*List of tasks:*
1. According to the article on local business success, when has success occurred for a business set up to achieve something specific?
2. Reproduce the article on local business success verbatim, from "You’re trusted in" up to and including "on search engines.".

*Text for analysis:*
● ● ● ●

4 Signs Your Local Business Is A Real Success
At what point can you say that a small, local business has succeeded? There are some who would argue that success has arrived at the point where the business is no longer a “small business”. That’s a hard opinion to justify, though, given that it’s possible to have an annual sales turnover in the millions of dollars and still be considered “small”. The truth is that success comes mostly on your own terms. If you set up a business with the intention of achieving something specific, then success has occurred when you achieve that thing.
If you want an external definition of success in small business, then it would be fair to say that there is an unofficial scorecard that you can work off. A small business is usually considered to be inherently local – and if you can say that you have brought the following qualities to your local customers, then you’ve got a case to say that your business has succeeded, no matter whether you’re now considered a “big” business.
You’re trusted in the local community
A local business can consider itself to be doing well if people in the nearby area think about it as the solution to their problems. Say you’re a plumbing business: if someone wakes up to a blocked sink and can’t go about their day until it’s fixed, you want them to immediately think “thank goodness [your business] is open!”. Businesses achieve this by length of service to their community, but you can’t short-cut that. To begin building that reputation, these days you need to think about how you can increase your local keyword rankings so people find you when looking for a local plumber. Then you do an excellent job fixing their issue, then you gain recognition from word of mouth and stay high on search engines.

● ● ● ●

*Dataset content:*
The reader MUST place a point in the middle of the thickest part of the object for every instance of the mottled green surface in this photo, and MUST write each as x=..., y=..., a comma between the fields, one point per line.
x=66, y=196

● ● ● ●

*Task-by-task outputs:*
1. Success has occurred when the business achieves that specific thing.

2.
You’re trusted in the local community
A local business can consider itself to be doing well if people in the nearby area think about it as the solution to their problems. Say you’re a plumbing business: if someone wakes up to a blocked sink and can’t go about their day until it’s fixed, you want them to immediately think “thank goodness [your business] is open!”. Businesses achieve this by length of service to their community, but you can’t short-cut that. To begin building that reputation, these days you need to think about how you can increase your local keyword rankings so people find you when looking for a local plumber. Then you do an excellent job fixing their issue, then you gain recognition from word of mouth and stay high on search engines.